● Using the information
A. Answer each question from the article on the Anoka murder charges, marking answers (i), (ii) and (iii):
(i) How old is Benjamin Alexander Russell?
(ii) At what time did Russell tell law enforcement he had put his daughter down for a nap?
(iii) On what date did Russell contact N.K. saying he "needed to talk about something important"?
B. List every clock time of day that appears in the article on the Anoka murder charges.
C. Continue the article on the Anoka murder charges from where it ends.
*** Opening Supplied passage ***
Anoka man confessed to killing baby daughter 13 years ago: charges
ANOKA, Minn. (FOX 9) - Police arrested an Anoka man on Saturday after he allegedly confessed to a woman that he killed their 3-month-old daughter 13 years ago by suffocating the child with a pillow because he couldn’t stand the noise of her crying.
The Anoka County Attorney’s Office charged Benjamin Alexander Russell, 37, with second-degree murder, which carries a sentence of up to 40 years, and first-degree manslaughter, which comes with an up to 15-year sentence. Records show he is currently an inmate in the Anoka County Jail.
The following is according to the criminal complaint:
A child dies
On Jan.19, 2009, Russell was watching his baby daughter at their home in Coon Rapids while her mother was at work. At about 1:30 p.m, he called 911 to report the child was not breathing. Paramedics arrived and rushed the child to the hospital, where she died a short time later.
That day, Russell told law enforcement he had put his daughter down for a nap at 12:30 p.m and when he went back to check an hour later, he noticed she seemed to have rolled over onto her stomach and was face down on a blanket he had used to prop up her bottle. He told the officers when he rolled her onto her back, he saw she was not breathing and gave her mouth‐to‐mouth CPR until paramedics arrived, the complaint says
Law enforcement also spoke to the child’s mother, identified in the complaint by the initials "N.K." She told them she had left for work at 8:30 a.m. that morning and her daughter had been up five times the previous night but was not ill and was acting as a baby normally would.
An autopsy determined the child’s cause of death was positional asphyxia/suffocation, a finding based in part on the story Russell had provided law enforcement, the complaint says.
13 years later, alleged confessions
On July 6, 2022, detectives again spoke to N.K. She said on July 4, 2022, Russell had contacted her saying he "needed to talk about something important," according to the complaint.
N.K. told detectives Russell then came to her house and told her their daughter had not died of positional asphyxia — he had killed her with a pillow, charges said.
Russell explained further, according to the complaint, telling N.K. their daughter would not stop crying while he was trying to lay her down for a nap and he "couldn’t handle any of it," so he had taken a pillow and placed it over her mouth to "muffle the sound," and held it there. He said he then left the room and went outside to have a cigarette, the complaint says, without removing the pillow.
*** Closing Supplied passage ***
*** Opening Source data ***
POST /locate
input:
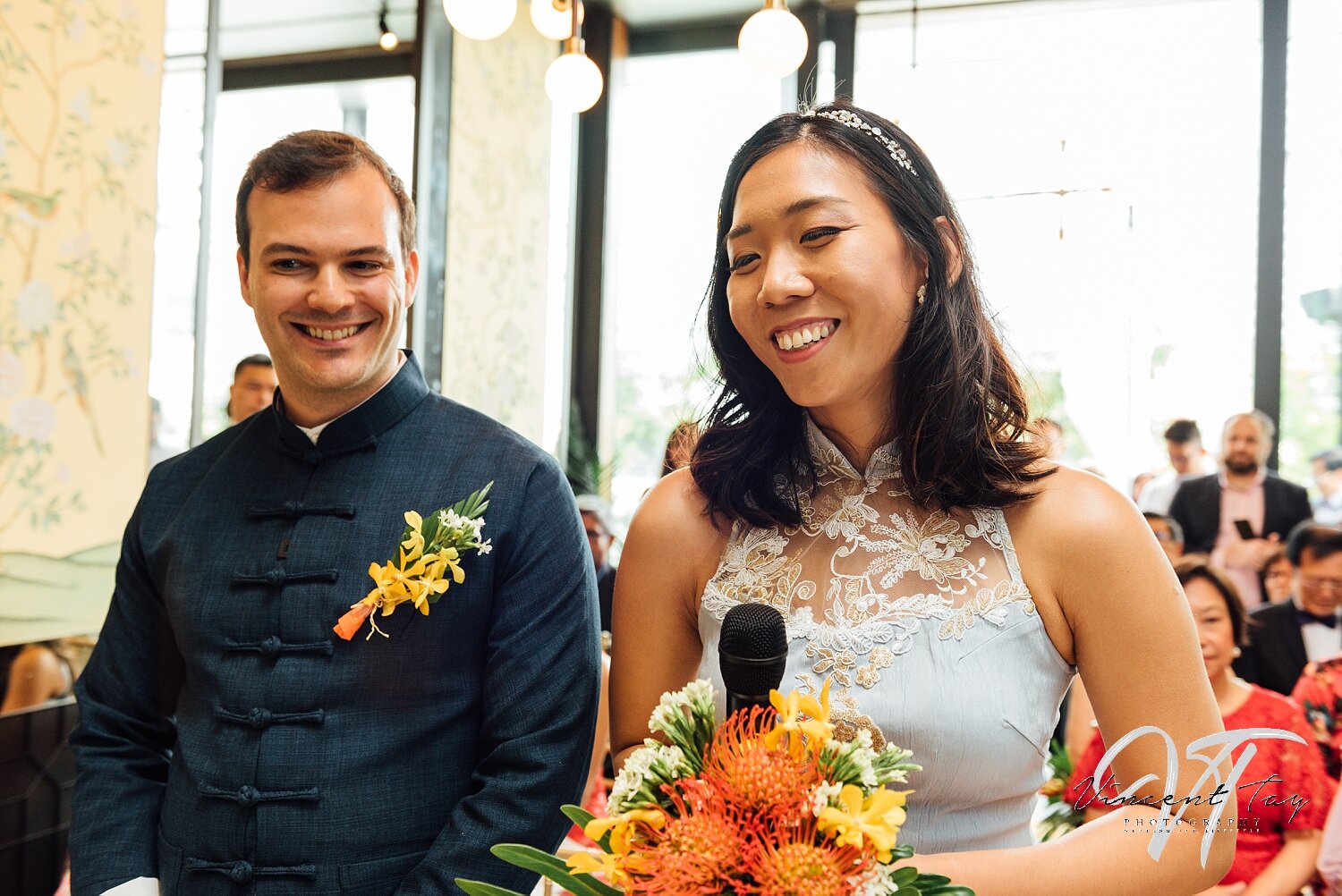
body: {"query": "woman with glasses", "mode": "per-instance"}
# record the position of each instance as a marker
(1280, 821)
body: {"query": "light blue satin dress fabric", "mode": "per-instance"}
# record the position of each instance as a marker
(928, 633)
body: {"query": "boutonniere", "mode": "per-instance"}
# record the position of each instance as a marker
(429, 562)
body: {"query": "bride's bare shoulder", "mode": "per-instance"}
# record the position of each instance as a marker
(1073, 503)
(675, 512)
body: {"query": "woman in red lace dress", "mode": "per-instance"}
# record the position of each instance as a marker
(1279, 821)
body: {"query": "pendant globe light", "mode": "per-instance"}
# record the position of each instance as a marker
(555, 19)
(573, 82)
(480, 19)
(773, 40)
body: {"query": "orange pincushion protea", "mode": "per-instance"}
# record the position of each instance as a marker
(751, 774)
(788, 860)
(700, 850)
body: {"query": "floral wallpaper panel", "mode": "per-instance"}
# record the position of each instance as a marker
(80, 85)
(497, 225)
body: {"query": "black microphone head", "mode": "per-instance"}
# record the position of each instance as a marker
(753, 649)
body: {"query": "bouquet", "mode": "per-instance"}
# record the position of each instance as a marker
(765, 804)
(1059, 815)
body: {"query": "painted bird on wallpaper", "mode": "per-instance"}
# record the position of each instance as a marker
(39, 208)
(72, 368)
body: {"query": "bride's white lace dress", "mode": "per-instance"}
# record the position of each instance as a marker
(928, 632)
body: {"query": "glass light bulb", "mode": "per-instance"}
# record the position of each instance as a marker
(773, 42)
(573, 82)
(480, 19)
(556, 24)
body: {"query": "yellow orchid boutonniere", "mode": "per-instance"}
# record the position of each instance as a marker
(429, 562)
*** Closing Source data ***
● Answers to this exercise
A.
(i) 37
(ii) 12:30 p.m.
(iii) July 4, 2022

B.
1:30 p.m.
12:30 p.m.
8:30 a.m.

C.
He said he smoked outside for about 12 minutes, and when he returned, the baby had turned blue, at which point he called 911.
According to the complaint, N.K told detectives that Russell added another detail: he told her she "had given him the perfect alibi at the time" because she had told him to remove the pillows and blankets from their daughter’s crib the night before. This, he said, had reminded him that the blankets shouldn’t be in the crib, so he had told the investigators he had used them to prop up the bottle and the baby had rolled onto the blankets, the complaint says.
The complaint says detectives spoke to two more witnesses who told them Russell had told them a similar story and confessed to killing his daughter. In one of the confessions, he said he had done the dishes after smoking the cigarette, according to the complaint. In the other confession, he said when he saw the baby had turned blue, he didn’t dial 911 right away, but cried for a while before eventually making the call, the complaint says.
Russell, the complaint says, currently has two young children, and family members told law enforcement he is often overwhelmed when caring for them. On July 8, he allegedly sent a text to the mother of his young children, saying "I don't give a shit about those kids if your not a part of it.[SIC]"
He was arrested two days later.
Russell made his first court appearance on Monday and was assigned a public defender. His next hearing is scheduled for Aug. 25 at 1:30 p.m.